* Work to complete:
Print the stretch of rows below from the very start through the line containing "[[144, 285, 267, 380]]", keeping each line as it is. Leave the pictures out.

(Object detection data)

******************************

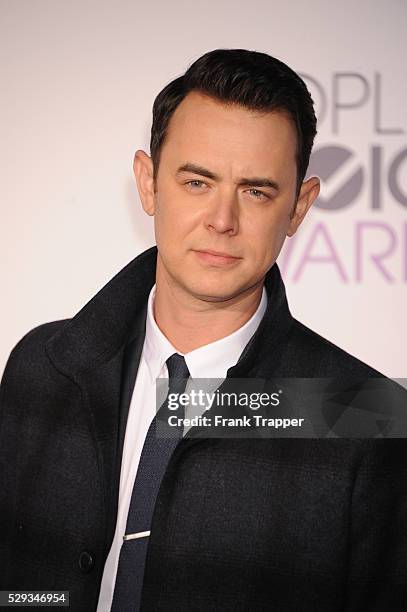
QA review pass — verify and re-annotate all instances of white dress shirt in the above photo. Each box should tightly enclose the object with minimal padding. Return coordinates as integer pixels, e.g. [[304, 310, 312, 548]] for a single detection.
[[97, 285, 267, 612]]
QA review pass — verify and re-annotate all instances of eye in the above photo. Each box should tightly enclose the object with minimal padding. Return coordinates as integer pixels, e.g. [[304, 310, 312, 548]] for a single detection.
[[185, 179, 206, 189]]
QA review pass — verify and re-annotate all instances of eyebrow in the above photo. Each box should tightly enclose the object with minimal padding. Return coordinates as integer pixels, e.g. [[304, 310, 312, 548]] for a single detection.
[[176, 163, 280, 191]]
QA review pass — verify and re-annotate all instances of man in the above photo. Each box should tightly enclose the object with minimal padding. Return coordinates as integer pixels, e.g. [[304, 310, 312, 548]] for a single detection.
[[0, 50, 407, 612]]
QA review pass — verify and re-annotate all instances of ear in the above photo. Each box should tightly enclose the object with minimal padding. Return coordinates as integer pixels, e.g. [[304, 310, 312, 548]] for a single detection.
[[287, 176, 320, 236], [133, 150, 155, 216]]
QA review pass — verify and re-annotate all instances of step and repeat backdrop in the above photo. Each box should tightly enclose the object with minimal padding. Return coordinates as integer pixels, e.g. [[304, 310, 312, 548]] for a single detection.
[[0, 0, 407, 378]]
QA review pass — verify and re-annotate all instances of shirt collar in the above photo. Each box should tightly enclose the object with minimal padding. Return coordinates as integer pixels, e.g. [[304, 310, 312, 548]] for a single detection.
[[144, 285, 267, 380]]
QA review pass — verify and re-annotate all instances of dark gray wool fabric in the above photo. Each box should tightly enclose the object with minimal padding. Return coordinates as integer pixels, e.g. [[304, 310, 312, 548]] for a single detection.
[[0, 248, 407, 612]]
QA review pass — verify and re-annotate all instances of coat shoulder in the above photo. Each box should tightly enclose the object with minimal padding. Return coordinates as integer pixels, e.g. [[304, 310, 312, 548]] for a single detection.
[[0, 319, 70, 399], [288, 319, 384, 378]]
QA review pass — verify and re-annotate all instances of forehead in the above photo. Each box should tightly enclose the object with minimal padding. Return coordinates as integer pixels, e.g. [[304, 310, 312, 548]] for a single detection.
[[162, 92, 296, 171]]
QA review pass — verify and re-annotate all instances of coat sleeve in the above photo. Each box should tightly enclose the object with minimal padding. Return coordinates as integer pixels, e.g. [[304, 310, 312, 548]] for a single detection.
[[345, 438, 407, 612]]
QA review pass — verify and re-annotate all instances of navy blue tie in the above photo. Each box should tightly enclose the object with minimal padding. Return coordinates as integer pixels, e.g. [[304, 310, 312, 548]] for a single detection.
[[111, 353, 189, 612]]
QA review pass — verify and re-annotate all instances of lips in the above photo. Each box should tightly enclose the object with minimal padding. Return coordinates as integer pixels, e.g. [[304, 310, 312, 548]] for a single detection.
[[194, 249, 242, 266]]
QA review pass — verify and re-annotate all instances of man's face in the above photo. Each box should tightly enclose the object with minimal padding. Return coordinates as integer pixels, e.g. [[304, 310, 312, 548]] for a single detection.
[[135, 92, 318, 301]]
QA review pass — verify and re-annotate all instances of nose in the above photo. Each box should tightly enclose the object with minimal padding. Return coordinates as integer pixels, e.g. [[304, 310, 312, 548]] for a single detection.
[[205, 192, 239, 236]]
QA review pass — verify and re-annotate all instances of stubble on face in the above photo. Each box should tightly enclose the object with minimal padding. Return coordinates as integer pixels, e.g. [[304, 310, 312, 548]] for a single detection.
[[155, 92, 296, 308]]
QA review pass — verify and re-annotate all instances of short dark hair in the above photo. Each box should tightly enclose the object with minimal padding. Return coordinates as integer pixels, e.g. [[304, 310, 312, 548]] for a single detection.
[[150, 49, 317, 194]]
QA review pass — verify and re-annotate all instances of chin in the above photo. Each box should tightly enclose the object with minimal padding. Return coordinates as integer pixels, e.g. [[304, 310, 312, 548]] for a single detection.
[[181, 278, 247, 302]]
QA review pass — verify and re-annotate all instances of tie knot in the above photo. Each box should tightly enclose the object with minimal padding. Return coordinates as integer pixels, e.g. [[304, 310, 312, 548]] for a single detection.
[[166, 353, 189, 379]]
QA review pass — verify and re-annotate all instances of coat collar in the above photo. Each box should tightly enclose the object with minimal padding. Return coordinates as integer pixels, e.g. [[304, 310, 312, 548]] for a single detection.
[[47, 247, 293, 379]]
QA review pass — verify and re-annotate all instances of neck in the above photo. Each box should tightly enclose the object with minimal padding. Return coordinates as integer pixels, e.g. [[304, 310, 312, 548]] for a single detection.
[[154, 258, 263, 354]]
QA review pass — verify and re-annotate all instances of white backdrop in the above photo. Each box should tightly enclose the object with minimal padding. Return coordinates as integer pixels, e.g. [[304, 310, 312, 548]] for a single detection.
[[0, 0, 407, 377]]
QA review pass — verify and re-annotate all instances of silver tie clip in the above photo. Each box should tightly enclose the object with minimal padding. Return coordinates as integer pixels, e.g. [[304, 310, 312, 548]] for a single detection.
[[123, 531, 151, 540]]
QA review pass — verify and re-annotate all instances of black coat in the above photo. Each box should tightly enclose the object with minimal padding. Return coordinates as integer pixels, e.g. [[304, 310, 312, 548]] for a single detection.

******************************

* Answer to this task:
QA review pass — verify and re-annotate all instances of white dress shirt in the above photo. Each box should tightly enclose the object with minimal padding. Return coordinates as integer pixels, e.g. [[304, 310, 312, 548]] for a single detection.
[[97, 285, 267, 612]]
QA review pass — verify and re-annotate all instances of eye in the above photo. Each box should tightly enclose the object with minimal padding. Return coordinates as integer pixels, e.g. [[304, 310, 312, 548]] for a single detection.
[[185, 179, 206, 189]]
QA review pass — verify and re-annotate all instances of eyebrow in the above photo. Each box should tightly enclose the object with minimal padding. Return coordinates as integer pixels, e.g. [[304, 310, 312, 548]] for a single detection.
[[176, 163, 280, 191]]
QA review pass — verify and re-annotate all instances of man in the above photo. Each box should tightly enclose the object with minimal padding. Return coordinates as integer pixels, e.g. [[304, 310, 312, 548]] for a single detection.
[[0, 50, 407, 612]]
QA review pass — verify and re-annotate all instances of ear in the above photo. Each box should tightly enclose the object with minimal padding. Return coordinates as integer pixels, e.g. [[304, 310, 312, 548]] for a single detection.
[[287, 176, 320, 236], [133, 150, 155, 216]]
QA review pass — verify and re-annotate all instances of step and repeat backdrop in the above photo. Each box should tightly enclose the object with minimal padding. Return coordinates as integer pixels, e.g. [[304, 310, 312, 548]] for a single detection.
[[0, 0, 407, 378]]
QA review pass — verify and re-annotate all instances of shirt collar in the above photo. Each box should tightly enclose the object with minimal padding. Return coordinates as integer pixels, e.g. [[304, 310, 312, 548]] for a single detection.
[[144, 285, 267, 380]]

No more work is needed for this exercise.